▶ Work required:
Print the part of the map coordinates text running from "Clicking on the" down to "decimal minutes (DDD-MM.mmm).", word for word.

▶ Selection:
---------------

Clicking on the map displays an information balloon with two tabs. The default tab shows:
- US National Grid coordinates, equivalent to Military Grid Reference System coordinates
over the areas of the United States. Outside the U.S., MGRS coordinates are displayed.
- Latitude/longitude in degrees and decimal minutes (DDD-MM.mmm).
- A direction search form that opens a second window and gives directions through the native Google Maps
interface. (Moving to the native interface loses the coordinate systems that are the primary focus
of this mashup, but gains the benefit of being able to alter routes by dragging points.)
- A button to set a marker at this point.
The second tab shows several other coordinate values:
- Universal Transverse Mercator (UTM): zone, easting, northing.
- Latitude/Longitude in two other formats:
- Degrees, minutes, and decimal seconds, with letter designators for N, S, E, and W
- Decimal degrees, north positive, south negative, east positive, west negative (this is the lat/lng format
used by the Google Maps API).
- Global Area Reference System (GARS) value of the 5x5 minute geographic square this point fall in.
GARS is a world-wide areal grid system used for battlespace management and large-area search and rescue
operations. The GARS computations were added in January 2009 and are not yet well-tested.
Google Maps is based on the WGS84 datum. NAD83 is commonly described as the "North American
equivalent" of WGS84. The two datums are within a few centimeters in most cases,
and within a few meters in the worst case. For all purposes other than (for example) scientific
studies of continental drift they can be regarded as equivalent. All coordinates in this application
are on NAD83/WGS84.
Search
A primary feature of this mashup is that USNG and MGRS strings may be used for search and directions
in addition to the normal place names or street addresses.
The following latitude/longitude coordinate formats
can also be used:
- Decimal degrees. Example: 38.88948, -77.03525
- Degrees and decimal minutes. Example: 38-53.369N, 77-2.115W
- Degrees, minutes, and decimal seconds. Example: 38-53-22.1N, 77 2 6.9W
In all cases, the following guidelines apply:
- The quadrant of the globe can be indicated with either a preceeding sign (+/-) or
exactly one following letter (N,S,E,W), which may be either upper or lower case. The two
conventions may not be mixed. If the letter convention is used, coordinates may appear in either
order, but if sign is used, latitude must come first. If sign is used, + is optional.
- The delimiter between the coordinate values may be either space(s) or a comma. If sign
is used to indicate quadrant, and if neither value of a NE quadrant pair is explicitly signed,
then the values must be delimited with comma.
- Delimiters between D-M and D-M-S may be either spaces(s) or a single dash (-) character.
- Leading zeros on D, M, S values are allowed but not required.
Grid lines are a paper-map tool for finding coordinate values. Software does this in online maps,
so there is
arguably no need for grid lines. On the other hand, grid lines provide context and a sense of scale, so
might be desireable even though they have little analytic value. The current version of this mashup
displays UTM zones, 100,000-meter USNG lines, 1,000-meter lines, 100-meter lines, and appropriate
labels (at appropriate scales when check boxes are selected).
Zone lines are straight and grid lines are curved, the
opposite of what most people would consider normal. This is a side effect of the projection used
by Google Maps. UTM grid lines are straight lines on Transverse Mercator projections.

---------------

▶ Entries:
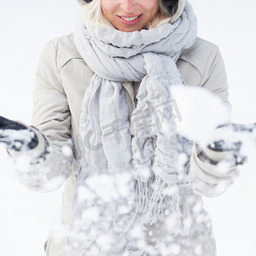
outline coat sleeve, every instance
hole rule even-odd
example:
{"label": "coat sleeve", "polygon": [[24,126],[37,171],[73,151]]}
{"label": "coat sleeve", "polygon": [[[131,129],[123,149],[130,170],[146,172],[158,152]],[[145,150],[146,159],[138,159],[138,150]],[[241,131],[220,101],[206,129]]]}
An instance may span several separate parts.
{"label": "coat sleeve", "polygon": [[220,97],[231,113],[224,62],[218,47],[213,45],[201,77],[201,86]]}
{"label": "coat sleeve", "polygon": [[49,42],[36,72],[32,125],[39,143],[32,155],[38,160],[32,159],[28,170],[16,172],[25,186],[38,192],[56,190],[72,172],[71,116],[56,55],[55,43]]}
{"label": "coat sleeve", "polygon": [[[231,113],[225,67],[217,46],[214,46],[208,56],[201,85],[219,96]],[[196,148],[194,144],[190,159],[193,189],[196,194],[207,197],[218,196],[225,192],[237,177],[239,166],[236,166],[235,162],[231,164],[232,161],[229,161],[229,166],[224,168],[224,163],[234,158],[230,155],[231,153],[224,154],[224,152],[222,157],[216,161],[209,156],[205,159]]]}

---------------

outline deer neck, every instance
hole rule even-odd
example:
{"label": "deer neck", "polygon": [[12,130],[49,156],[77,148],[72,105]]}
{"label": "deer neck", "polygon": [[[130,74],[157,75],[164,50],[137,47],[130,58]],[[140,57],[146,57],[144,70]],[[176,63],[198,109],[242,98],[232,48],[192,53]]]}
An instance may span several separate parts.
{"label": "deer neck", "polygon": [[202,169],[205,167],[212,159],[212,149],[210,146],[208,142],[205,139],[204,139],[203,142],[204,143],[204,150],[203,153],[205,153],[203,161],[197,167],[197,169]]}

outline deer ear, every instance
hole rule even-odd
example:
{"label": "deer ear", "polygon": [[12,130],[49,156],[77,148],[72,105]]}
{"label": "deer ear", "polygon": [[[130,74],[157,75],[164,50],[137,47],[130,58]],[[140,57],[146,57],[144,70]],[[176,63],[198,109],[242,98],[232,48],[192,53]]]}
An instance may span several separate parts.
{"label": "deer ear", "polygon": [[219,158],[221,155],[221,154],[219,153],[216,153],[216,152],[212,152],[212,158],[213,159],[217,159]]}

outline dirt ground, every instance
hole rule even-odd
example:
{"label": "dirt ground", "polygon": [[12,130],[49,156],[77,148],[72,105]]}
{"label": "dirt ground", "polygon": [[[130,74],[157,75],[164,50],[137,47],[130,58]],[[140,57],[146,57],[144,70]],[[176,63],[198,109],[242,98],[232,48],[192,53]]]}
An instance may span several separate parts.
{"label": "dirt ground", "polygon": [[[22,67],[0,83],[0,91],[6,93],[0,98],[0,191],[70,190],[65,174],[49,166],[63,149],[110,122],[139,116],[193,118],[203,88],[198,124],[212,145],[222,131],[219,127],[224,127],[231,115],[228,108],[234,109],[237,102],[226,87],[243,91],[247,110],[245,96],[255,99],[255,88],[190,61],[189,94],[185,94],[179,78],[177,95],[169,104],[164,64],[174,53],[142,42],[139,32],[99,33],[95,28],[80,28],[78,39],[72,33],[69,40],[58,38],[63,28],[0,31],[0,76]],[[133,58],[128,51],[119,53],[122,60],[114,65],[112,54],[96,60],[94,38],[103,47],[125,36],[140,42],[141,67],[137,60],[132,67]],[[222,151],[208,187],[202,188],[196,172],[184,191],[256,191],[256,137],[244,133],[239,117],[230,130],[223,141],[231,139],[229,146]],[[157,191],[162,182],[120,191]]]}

---------------

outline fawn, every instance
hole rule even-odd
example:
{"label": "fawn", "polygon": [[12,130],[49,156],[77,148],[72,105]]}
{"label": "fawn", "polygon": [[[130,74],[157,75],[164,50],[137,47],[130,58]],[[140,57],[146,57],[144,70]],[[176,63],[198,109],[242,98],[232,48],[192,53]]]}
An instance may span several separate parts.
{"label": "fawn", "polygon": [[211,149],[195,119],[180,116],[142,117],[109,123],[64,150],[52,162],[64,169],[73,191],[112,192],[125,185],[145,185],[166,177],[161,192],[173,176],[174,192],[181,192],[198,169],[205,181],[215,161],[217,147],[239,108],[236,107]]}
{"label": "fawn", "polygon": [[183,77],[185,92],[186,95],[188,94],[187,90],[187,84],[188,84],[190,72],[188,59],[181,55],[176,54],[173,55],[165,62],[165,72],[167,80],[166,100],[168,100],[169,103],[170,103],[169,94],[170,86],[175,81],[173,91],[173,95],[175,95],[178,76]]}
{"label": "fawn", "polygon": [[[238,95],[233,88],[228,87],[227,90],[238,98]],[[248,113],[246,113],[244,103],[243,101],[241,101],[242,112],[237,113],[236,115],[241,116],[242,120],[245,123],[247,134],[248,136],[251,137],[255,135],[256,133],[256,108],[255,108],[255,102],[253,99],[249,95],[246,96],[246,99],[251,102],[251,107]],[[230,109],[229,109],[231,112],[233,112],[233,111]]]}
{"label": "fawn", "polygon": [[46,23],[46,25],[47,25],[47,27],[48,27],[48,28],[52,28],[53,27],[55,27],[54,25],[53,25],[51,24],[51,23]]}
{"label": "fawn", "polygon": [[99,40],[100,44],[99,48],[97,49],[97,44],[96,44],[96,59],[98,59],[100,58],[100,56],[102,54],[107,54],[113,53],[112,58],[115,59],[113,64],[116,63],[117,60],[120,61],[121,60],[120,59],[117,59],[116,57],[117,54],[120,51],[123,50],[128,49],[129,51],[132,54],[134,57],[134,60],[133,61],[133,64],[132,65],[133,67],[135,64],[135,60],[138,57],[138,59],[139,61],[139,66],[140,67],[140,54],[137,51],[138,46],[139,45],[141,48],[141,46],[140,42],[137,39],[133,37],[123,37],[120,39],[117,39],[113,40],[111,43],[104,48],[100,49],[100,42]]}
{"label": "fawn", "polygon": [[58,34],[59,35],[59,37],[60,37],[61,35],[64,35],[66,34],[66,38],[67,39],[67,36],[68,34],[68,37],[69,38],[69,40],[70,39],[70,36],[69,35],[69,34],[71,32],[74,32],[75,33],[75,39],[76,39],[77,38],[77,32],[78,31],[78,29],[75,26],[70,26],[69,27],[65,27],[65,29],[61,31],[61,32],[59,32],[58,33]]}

---------------

▶ Solution below:
Clicking on the map displays an information balloon with two tabs. The default tab shows:
- US National Grid coordinates, equivalent to Military Grid Reference System coordinates
over the areas of the United States. Outside the U.S., MGRS coordinates are displayed.
- Latitude/longitude in degrees and decimal minutes (DDD-MM.mmm).